» **Texto seleccionado**
┄┄┄┄┄┄┄┄┄┄┄┄┄┄┄┄┄┄┄┄

Nos hemos referido a Copérnico y Newton. Si a estos dos nombres añadimos los de Kepler, Tycho Brahe y Galileo, concluiremos que la astronomía desempeña un papel fundamental en este asunto. En efecto, los principales esfuerzos de los científicos de los siglos XVI y XVII estuvieron encaminados a ofrecer un modelo del universo más ajustado a la realidad que el aceptado hasta ese momento. Veremos cómo al principio de ese arduo camino aún pesaba mucho la tradición teórica clásica, platónica y aristotélica, sistematizada por Ptolomeo; para, poco a poco, ir adquiriendo protagonismo la recogida de datos y las observaciones directas. Ya no estamos tratando con el hombre medieval que se sentía inferior a los clásicos y aceptaba sus enseñanzas casi como un dogma. El humanista, al rescatarlos, se pone a su mismo nivel, rechazando si es preciso sus principios. En este sentido, el hombre de la Edad Moderna va “perdiendo el respeto” a los clásicos en favor de su propia experiencia.
Sin embargo, para comprender la verdadera dimensión de las transformaciones que se produjeron en la astronomía de los siglos XVI y XVII tenemos que remontarnos mucho más atrás en el tiempo. Desde la Prehistoria, el firmamento ha constituido para el hombre una referencia por la que guiarse. Observando los cambios en la posición de las estrellas a lo largo del año se podía seguir el ciclo de las estaciones, lo que resultaba imprescindible en un mundo agrícola para conocer el período de lluvias, la época de siembra y de cosecha. El cómputo del tiempo pronto comenzó a codificarse siguiendo las fases lunares[1], y el Sol era fuente de luz y vida en la Tierra. Por eso no resulta extraño que los primeros cultos religiosos de los que tenemos constancia tengan como deidades fundamentales a los astros; dando lugar a elaboradas mitologías que explicasen los cambios en el cielo.
Tantos milenios de observación han hecho que hayamos interiorizado el discurso de un cosmos ordenado que tiene su origen en la Grecia clásica. En realidad, los científicos son cada vez más conscientes del papel fundamental que el caos juega en el Universo; pero para nuestras observaciones, este modelo sigue siendo de gran utilidad. Llegar hasta él no fue sencillo. Los hombres que se enfrentaran por primera vez a estas cuestiones observarían muchos cambios, aparentemente inconexos, en el cielo. Enumerarlos ahora resultaría demasiado prolijo. Baste decir que se debía contar con el ciclo diario y anual del sol, las fases lunares, la distinta duración de los días y las noches a lo largo de las estaciones, el movimiento aparente de las estrellas a lo largo del año, el “recorrido” del sol y los planetas por las constelaciones zodiacales, así como el complejo movimiento de estos últimos.[2]
Muchos pueblos de la Antigüedad, como el babilónico o el egipcio, nos han dejado registros de observaciones, que fusionaron con sus mitos o con su literatura. Aunque podían predecir algunos movimientos celestes, fueron los griegos quienes dieron un paso más: se lanzaron a teorizar, construyendo modelos que permitieran comprender racionalmente la estructura y el funcionamiento del universo. En definitiva, modelos que pusieran orden en el caos; que llegaran al cosmos. Hagamos un breve recorrido por aquellos que más han influido posteriormente.

┄┄┄┄┄┄┄┄┄┄┄┄┄┄┄┄┄┄┄┄

[Extractos de datos de anotación de puntos]
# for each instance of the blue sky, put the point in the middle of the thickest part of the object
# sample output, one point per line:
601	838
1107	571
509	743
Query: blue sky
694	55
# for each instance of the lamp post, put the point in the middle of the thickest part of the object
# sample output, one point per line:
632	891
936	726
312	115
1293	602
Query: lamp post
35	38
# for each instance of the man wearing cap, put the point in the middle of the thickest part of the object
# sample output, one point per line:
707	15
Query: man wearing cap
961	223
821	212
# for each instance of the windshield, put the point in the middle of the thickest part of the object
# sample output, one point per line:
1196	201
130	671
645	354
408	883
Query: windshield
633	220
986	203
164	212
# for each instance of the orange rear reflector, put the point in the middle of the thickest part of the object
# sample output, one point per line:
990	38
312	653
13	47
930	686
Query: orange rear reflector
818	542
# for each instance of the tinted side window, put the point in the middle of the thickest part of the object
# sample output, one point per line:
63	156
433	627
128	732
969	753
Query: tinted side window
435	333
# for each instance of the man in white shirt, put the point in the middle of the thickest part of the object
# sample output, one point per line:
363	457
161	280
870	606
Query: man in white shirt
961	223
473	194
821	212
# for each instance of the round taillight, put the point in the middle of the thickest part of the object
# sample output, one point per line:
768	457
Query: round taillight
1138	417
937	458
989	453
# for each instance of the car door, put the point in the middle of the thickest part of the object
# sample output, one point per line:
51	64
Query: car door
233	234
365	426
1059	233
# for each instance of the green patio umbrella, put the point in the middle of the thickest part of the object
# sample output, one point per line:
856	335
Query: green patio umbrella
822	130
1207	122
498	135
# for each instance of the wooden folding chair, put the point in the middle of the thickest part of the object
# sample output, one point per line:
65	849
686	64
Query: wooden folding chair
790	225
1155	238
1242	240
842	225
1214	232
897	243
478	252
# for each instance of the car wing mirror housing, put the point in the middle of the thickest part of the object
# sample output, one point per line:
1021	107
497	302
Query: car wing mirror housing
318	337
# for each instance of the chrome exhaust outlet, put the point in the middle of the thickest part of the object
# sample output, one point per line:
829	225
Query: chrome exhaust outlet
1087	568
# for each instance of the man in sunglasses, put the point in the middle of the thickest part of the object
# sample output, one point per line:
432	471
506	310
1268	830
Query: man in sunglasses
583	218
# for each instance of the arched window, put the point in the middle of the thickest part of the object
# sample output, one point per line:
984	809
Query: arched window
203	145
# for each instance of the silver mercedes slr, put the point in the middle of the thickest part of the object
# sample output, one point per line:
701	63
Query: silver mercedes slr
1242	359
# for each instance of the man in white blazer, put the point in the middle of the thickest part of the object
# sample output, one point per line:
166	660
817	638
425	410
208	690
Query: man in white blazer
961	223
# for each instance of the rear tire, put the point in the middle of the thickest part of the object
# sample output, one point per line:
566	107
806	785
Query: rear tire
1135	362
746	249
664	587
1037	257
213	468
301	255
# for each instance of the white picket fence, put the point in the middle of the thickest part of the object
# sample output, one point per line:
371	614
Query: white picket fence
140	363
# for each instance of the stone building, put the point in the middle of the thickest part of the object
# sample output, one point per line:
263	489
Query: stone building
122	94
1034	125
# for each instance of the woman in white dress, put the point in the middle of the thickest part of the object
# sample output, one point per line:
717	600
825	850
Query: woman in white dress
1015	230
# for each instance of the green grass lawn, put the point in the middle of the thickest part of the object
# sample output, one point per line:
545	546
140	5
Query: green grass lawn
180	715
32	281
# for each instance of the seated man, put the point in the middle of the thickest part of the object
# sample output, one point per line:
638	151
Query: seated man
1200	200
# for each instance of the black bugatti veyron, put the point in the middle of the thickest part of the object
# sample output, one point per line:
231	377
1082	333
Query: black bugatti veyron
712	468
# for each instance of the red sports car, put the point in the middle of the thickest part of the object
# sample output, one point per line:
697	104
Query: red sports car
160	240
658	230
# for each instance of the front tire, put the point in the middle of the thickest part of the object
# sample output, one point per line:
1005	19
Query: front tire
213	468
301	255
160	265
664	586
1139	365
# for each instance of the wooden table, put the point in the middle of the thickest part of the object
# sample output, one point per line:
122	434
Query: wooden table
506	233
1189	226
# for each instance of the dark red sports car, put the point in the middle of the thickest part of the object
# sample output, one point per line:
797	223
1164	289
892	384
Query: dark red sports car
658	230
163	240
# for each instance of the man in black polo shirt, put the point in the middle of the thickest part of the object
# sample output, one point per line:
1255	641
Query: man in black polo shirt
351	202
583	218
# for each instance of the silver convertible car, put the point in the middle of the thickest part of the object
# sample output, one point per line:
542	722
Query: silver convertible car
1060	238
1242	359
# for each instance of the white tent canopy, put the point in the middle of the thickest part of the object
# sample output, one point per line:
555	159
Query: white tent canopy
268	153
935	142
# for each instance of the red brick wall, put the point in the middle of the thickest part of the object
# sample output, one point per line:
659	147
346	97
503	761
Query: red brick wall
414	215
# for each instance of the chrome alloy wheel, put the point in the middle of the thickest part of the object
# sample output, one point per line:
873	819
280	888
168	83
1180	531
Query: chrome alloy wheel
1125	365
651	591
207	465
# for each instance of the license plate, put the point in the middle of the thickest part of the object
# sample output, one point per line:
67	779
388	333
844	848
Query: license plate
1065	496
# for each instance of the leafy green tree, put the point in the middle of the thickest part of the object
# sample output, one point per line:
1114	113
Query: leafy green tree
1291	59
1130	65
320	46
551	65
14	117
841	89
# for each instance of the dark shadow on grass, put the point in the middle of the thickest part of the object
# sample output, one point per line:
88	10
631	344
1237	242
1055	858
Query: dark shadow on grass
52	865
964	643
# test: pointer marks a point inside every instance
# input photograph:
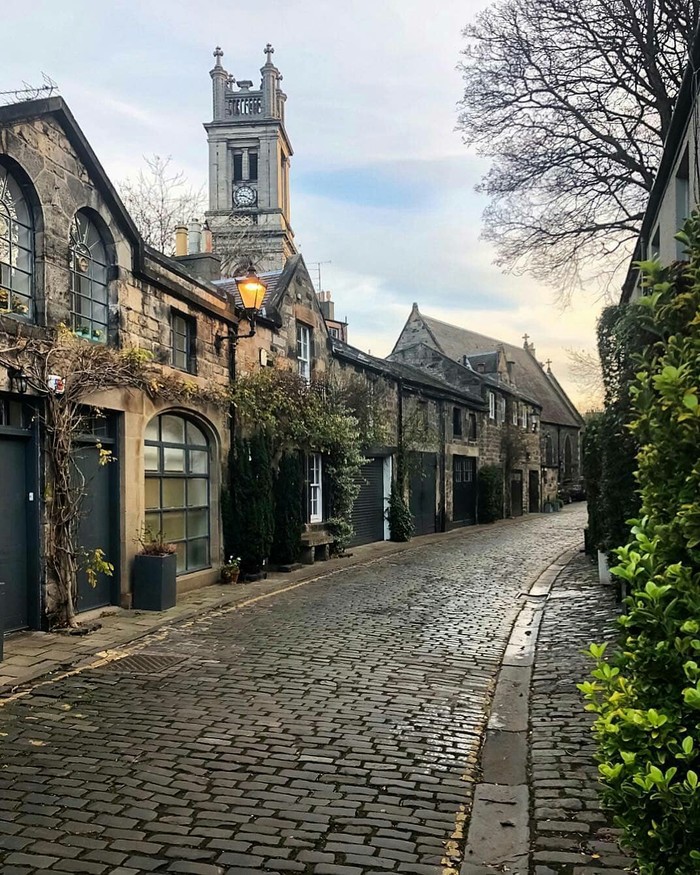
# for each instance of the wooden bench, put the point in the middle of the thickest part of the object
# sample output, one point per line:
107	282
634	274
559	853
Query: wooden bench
315	545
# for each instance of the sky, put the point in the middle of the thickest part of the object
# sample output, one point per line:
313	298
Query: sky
382	186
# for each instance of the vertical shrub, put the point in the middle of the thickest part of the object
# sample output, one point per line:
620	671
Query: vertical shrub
251	513
289	522
647	694
490	493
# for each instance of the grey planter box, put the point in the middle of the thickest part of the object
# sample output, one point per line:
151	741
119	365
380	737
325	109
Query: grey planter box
155	587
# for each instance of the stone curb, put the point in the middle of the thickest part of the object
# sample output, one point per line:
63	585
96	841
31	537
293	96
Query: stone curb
240	596
499	827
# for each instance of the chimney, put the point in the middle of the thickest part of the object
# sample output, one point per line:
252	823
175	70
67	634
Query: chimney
327	305
180	240
195	237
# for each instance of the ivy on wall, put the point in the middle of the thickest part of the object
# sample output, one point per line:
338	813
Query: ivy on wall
313	417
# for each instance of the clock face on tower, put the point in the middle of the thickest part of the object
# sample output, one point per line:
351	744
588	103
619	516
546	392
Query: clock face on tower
244	196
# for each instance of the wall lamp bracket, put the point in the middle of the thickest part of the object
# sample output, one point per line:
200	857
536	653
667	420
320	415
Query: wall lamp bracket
233	335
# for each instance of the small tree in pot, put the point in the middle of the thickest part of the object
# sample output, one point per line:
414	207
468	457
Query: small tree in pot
155	569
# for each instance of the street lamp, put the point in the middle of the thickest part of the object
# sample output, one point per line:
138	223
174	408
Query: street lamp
252	291
19	381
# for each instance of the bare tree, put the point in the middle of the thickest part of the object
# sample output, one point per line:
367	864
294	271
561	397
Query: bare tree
572	99
587	375
158	199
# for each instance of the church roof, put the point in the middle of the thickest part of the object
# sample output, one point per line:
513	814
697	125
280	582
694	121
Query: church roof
529	375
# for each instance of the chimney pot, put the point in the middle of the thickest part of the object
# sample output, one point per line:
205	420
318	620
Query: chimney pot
180	240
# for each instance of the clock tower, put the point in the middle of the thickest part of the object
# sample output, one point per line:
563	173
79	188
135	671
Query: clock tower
249	153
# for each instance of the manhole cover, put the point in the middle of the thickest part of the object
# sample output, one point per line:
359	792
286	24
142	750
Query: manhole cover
144	663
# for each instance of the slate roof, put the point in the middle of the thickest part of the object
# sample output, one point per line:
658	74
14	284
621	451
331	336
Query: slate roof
399	370
530	376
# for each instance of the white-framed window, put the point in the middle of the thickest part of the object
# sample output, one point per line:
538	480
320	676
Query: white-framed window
304	351
501	414
315	488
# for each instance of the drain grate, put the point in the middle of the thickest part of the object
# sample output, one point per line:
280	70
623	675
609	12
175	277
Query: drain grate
144	663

┄┄┄┄┄┄┄┄┄┄┄┄┄┄┄┄┄┄┄┄

» **Tareas propuestas**
[1] Transcribe el pasaje del texto sobre la astronomía entre "Sin embargo, para" y "cambios en el cielo.", ambos incluidos.
[2] ¿Cuántas líneas de los registros contienen la palabra "wooden"? Distingue entre mayúsculas y minúsculas y responde solo con el número.

» **Respuestas del ejercicio**
[1]
Sin embargo, para comprender la verdadera dimensión de las transformaciones que se produjeron en la astronomía de los siglos XVI y XVII tenemos que remontarnos mucho más atrás en el tiempo. Desde la Prehistoria, el firmamento ha constituido para el hombre una referencia por la que guiarse. Observando los cambios en la posición de las estrellas a lo largo del año se podía seguir el ciclo de las estaciones, lo que resultaba imprescindible en un mundo agrícola para conocer el período de lluvias, la época de siembra y de cosecha. El cómputo del tiempo pronto comenzó a codificarse siguiendo las fases lunares[1], y el Sol era fuente de luz y vida en la Tierra. Por eso no resulta extraño que los primeros cultos religiosos de los que tenemos constancia tengan como deidades fundamentales a los astros; dando lugar a elaboradas mitologías que explicasen los cambios en el cielo.

[2] 6